> **DOCUMENT SEGMENT**:
+ + + +
After the Russian revolution of 1917, Japan invaded Siberia and stayed six years. This embittered the Russians. In the late 1930's, Japan and the USSR fought an undeclared war again in Manchuria. And the Soviet Army showed that Russian tanks and Russian artillery were superior to the best that Japan then had. And in 1945 after Japan was already defeated in World War II, the Soviet Union entered the war in August between the dates of the dropping of the two atomic bombs: Hiroshima and Nagasaki. This entry into the war plus the harsh Soviet treatment of POW's and others who had the misfortune to be caught in the Asian mainland at the end of the war, embittered the Japanese.

The Cold War then virtually severed all ties. The Cold War is now over, of course, but we are still waiting for the formal peace treaty. Hence we find no resolution, no catharsis for these many decades of hostility.

Thus we find that politics presents a rather grim, bleak picture of the relationship between these two nations, and softened somehow by cultural and intellectual affinities which flourished independently despite the tension and war. Interactions developed on many different levels. And this I think is a nice illustration of the complexity and the profundity of international relations.

Russia had more impact on Japan than vice versa in music, in dance -- ballet, for example -- and the visual arts, but especially overwhelmingly in literature. Turgonev Dostoievsky, Tolstoy, all were translated into Japanese of exceptional beauty. And these giants therefore defined the novel for the late 19th and early 20th century Japanese, just as Chechov would define modern theater for the Japanese.

The Japanese appreciated that Russia was producing the greatest body of literature of that age. And in literature, Russians were asking questions analogous to those that were interesting the Japanese at the same time, speaking to the commonalities of the two cultures. Novels and plays were a means of examining how an individual can cope with a rapidly changing society, the search for a spiritual home in modern life.

Today, Russia in 2000 is a geographic giant, nuclear power, rich in material resources, rich in intellectual resources, but teetering, it seems, on the edge of chaos. Russia is consumed by internal problems of staggering dimension and suffering from the loss of international authority. Boris Yeltsin said very aptly, "Russia is a country in search of an idea."

Japan in 2000 is an economic colossus, the second largest economy in the world, a nation of political stability, a functioning democracy uniquely -- constitutionally -- committed to peaceful solutions to international problems. But Japan is currently suffering administrative and financial weakness and irresolution.

What Japan and Russia share I think today is uncertainty over the world role that each should play. They distrust each other. And yet Japan at least recognizes that the relationship is too important to allow territorial disputes to stand in the way of some kind of reconciliation. But the bilateral inevitably yields to the multilateral. The actions of others may ultimately be the deciding, the determining factor.

China and the United States are now major actors, whereas in 1905, China was a sheet of sand, a mere pawn in international politics, and the United States was already the world's richest nation but without military sinew and without global influence.

Today, of course, the position of each, China and the United States, is vastly different and vastly more important. Hence I think we can think today about the problem of Russia and Japan only in quadrilateral terms. China and the United States are inevitably part of the equation. Thanks.
+ + + +
> **INSTRUCTIONS**:
(A) From the passage on Russian-Japanese relations, copy word for word everything from "The Cold War then" down to "of international relations.".
(B) List every Russian writer named in the passage on Russian-Japanese relations.
The entries that follow are separate material with no connection to the passage on Russian-Japanese relations.
+ + + +
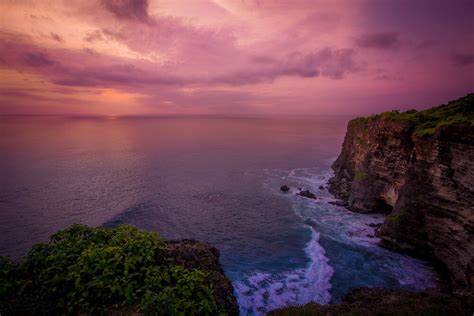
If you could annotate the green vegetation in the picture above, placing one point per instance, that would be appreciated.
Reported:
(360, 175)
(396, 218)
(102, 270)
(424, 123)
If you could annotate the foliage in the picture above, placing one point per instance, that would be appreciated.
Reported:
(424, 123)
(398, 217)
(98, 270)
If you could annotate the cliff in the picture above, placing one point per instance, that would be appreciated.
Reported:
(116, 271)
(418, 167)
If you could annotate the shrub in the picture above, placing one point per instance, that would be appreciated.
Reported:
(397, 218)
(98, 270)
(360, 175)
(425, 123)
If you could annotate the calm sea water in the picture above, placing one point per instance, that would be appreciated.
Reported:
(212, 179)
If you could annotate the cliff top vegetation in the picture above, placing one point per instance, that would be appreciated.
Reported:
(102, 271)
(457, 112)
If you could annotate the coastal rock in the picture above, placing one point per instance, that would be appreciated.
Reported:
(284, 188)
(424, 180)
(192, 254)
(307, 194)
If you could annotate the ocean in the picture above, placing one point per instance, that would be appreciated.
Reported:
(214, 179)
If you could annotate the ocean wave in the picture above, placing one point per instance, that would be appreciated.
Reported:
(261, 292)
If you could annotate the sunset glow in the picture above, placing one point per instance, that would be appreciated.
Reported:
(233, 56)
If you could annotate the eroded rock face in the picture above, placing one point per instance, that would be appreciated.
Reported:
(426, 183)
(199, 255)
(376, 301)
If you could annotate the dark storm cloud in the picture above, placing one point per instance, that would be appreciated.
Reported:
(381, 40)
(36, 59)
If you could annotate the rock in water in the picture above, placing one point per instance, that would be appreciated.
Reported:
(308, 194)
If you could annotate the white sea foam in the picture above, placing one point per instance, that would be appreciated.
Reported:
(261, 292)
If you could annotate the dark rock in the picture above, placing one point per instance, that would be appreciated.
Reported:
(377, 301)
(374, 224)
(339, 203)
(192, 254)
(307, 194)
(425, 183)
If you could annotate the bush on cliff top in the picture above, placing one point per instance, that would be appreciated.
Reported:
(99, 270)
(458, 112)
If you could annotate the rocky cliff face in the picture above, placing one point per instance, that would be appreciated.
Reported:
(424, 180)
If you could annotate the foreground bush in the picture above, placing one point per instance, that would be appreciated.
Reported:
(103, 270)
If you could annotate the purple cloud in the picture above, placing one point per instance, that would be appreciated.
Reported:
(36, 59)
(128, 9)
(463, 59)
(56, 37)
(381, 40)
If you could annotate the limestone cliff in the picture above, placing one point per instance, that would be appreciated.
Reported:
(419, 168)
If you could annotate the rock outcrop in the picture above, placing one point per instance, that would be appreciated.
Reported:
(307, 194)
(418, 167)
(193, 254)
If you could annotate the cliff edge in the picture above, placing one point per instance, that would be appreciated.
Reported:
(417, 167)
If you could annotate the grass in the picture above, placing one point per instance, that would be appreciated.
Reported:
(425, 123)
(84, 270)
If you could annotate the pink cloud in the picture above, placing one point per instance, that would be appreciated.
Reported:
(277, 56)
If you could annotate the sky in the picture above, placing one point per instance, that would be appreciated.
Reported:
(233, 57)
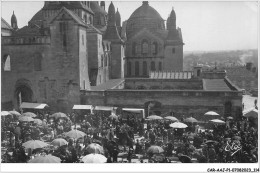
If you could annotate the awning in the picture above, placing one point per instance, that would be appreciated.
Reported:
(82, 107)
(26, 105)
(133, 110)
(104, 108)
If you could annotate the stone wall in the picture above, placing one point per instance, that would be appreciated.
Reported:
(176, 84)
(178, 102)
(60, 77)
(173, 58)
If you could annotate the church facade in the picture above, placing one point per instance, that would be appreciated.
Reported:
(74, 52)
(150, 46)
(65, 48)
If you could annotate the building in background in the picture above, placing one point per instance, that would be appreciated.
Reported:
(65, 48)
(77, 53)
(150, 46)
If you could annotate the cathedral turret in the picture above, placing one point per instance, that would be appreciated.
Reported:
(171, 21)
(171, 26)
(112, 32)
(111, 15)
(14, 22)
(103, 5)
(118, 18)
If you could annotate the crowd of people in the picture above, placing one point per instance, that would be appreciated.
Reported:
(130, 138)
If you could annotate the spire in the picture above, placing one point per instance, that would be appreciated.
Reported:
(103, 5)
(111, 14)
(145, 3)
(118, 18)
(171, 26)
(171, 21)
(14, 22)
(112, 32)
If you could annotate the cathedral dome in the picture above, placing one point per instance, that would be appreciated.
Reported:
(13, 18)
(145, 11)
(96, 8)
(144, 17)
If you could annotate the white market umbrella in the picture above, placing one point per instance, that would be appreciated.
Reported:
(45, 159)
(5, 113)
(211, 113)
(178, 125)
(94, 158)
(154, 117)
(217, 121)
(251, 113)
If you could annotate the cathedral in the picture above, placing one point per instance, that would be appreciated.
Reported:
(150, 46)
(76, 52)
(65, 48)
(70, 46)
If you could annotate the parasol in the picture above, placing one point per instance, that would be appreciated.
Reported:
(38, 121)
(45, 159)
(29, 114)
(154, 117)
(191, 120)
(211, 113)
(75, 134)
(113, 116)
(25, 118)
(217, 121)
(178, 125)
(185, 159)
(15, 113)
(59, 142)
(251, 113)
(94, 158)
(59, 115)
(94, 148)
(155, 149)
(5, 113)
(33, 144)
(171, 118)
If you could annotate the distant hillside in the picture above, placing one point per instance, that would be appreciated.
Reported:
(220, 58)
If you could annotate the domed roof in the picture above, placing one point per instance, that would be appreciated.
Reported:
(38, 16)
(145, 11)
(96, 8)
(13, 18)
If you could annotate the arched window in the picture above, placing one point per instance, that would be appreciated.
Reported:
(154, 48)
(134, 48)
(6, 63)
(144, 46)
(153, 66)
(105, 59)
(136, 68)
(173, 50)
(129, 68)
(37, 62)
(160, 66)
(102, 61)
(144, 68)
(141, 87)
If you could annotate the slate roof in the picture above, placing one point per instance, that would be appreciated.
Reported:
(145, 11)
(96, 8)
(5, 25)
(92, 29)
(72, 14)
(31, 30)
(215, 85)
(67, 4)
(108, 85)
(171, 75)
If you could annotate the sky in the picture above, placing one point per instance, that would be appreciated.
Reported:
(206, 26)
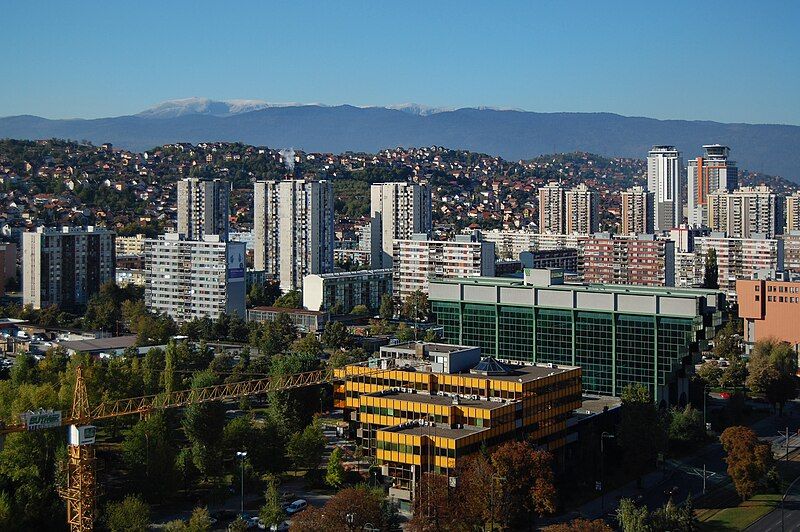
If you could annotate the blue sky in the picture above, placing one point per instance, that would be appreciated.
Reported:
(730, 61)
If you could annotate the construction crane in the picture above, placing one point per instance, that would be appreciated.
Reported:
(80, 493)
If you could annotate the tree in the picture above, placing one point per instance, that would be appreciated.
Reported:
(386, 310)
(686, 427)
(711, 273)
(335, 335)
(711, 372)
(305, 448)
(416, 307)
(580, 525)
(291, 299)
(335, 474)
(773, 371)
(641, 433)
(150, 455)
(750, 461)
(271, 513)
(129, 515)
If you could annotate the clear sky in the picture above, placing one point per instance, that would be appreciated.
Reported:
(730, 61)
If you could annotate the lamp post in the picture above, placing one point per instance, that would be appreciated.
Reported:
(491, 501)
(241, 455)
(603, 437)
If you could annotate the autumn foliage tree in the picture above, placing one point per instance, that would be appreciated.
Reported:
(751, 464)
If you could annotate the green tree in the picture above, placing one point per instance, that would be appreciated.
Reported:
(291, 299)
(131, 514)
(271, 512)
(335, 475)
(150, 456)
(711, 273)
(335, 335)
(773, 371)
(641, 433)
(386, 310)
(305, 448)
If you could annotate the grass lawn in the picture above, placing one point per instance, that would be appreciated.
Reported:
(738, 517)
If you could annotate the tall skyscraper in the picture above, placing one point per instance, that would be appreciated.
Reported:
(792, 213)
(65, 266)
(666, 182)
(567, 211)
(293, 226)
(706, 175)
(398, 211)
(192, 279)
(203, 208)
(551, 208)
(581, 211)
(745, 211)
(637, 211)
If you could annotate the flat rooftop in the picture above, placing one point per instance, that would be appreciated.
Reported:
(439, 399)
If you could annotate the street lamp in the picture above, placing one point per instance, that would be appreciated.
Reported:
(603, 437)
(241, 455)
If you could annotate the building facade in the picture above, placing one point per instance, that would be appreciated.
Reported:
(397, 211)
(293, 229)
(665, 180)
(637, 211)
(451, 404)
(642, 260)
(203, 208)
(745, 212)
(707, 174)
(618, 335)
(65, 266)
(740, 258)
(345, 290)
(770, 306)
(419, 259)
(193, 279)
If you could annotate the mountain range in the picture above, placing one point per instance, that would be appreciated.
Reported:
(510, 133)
+ + + +
> **TASK ANSWERS**:
(A)
The Cold War then virtually severed all ties. The Cold War is now over, of course, but we are still waiting for the formal peace treaty. Hence we find no resolution, no catharsis for these many decades of hostility.

Thus we find that politics presents a rather grim, bleak picture of the relationship between these two nations, and softened somehow by cultural and intellectual affinities which flourished independently despite the tension and war. Interactions developed on many different levels. And this I think is a nice illustration of the complexity and the profundity of international relations.

(B) Turgonev, Dostoievsky, Tolstoy, Chechov